YOUR INSTRUCTIONS: Could you rewrite every line from the line with "Can you see the car license" to the line with "x=288, y=603", both included, with each x and y coordinate scaled by 1.2 and rounded to a whole number, halves up? Leave all other text unchanged, keep the lines without coordinates as they are, and give only these lines.

ENTRIES:
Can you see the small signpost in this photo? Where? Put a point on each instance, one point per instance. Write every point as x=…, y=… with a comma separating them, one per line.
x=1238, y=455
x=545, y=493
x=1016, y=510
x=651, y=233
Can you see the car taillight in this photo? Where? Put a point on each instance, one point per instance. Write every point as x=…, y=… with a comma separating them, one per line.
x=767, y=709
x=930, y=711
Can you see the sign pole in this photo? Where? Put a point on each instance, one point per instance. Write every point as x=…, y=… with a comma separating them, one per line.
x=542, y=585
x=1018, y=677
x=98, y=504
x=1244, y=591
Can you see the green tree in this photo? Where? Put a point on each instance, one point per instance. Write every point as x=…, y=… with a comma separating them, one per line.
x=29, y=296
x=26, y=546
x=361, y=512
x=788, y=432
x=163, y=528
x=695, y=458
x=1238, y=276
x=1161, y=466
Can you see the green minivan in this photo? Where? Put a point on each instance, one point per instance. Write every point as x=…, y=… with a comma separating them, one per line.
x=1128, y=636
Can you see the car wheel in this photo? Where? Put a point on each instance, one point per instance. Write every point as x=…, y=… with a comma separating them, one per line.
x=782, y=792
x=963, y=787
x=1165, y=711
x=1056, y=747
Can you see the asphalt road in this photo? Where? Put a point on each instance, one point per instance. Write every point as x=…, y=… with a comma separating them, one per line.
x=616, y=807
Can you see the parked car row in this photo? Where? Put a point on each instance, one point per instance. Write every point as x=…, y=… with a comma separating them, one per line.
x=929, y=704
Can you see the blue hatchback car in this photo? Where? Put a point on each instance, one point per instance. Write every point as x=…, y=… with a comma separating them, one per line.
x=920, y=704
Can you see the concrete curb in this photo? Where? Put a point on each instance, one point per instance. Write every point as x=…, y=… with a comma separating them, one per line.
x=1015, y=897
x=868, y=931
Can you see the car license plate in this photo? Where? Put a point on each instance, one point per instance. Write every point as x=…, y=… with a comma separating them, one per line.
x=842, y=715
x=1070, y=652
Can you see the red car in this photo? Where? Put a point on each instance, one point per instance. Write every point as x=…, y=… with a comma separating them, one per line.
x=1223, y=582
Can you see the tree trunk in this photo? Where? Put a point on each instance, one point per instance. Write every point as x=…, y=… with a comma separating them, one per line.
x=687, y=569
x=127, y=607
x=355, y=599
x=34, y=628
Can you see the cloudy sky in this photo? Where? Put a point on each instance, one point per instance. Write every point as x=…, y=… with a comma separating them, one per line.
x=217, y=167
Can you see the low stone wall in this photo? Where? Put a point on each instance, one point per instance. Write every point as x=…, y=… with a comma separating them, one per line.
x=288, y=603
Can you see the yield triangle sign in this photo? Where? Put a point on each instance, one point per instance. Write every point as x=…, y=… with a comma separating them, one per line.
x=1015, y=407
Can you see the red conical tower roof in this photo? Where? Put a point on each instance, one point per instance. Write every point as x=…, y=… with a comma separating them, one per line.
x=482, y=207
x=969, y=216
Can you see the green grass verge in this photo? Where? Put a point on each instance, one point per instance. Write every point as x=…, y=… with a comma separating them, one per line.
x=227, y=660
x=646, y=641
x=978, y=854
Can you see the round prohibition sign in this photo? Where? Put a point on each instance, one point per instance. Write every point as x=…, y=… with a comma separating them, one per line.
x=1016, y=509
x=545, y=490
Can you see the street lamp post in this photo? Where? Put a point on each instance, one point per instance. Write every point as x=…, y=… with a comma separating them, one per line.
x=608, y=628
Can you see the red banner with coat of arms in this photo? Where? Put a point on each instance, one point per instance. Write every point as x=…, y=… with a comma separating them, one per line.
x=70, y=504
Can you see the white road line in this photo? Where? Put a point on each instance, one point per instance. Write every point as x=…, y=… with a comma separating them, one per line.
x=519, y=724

THE OUTPUT:
Can you see the car license plate in this photo? Where? Put a point on each instance, one point per instance. Write every point as x=…, y=… with a comma separating them, one per line.
x=1010, y=858
x=1284, y=782
Can you see the red car in this photo? Where? Put a point on each instance, one point per instance. Write every point as x=…, y=… with a comma separating them, one per line.
x=1468, y=698
Can you see the tree trunk in this photo? Where? Put a point on each instance, one point per instance. Write every point as x=…, y=… with a comma separating them, one per line.
x=824, y=683
x=152, y=728
x=426, y=719
x=41, y=754
Can you see the cloudy sky in this photo? Where? Put a point on each instance, one point per instance. Write every point as x=…, y=… with a comma separating them, one per line.
x=260, y=200
Can you see the low stone wall in this photo? Where? Put a point on each instance, one point per instance. Write every point as x=…, y=… with a comma separating them, one per line.
x=346, y=724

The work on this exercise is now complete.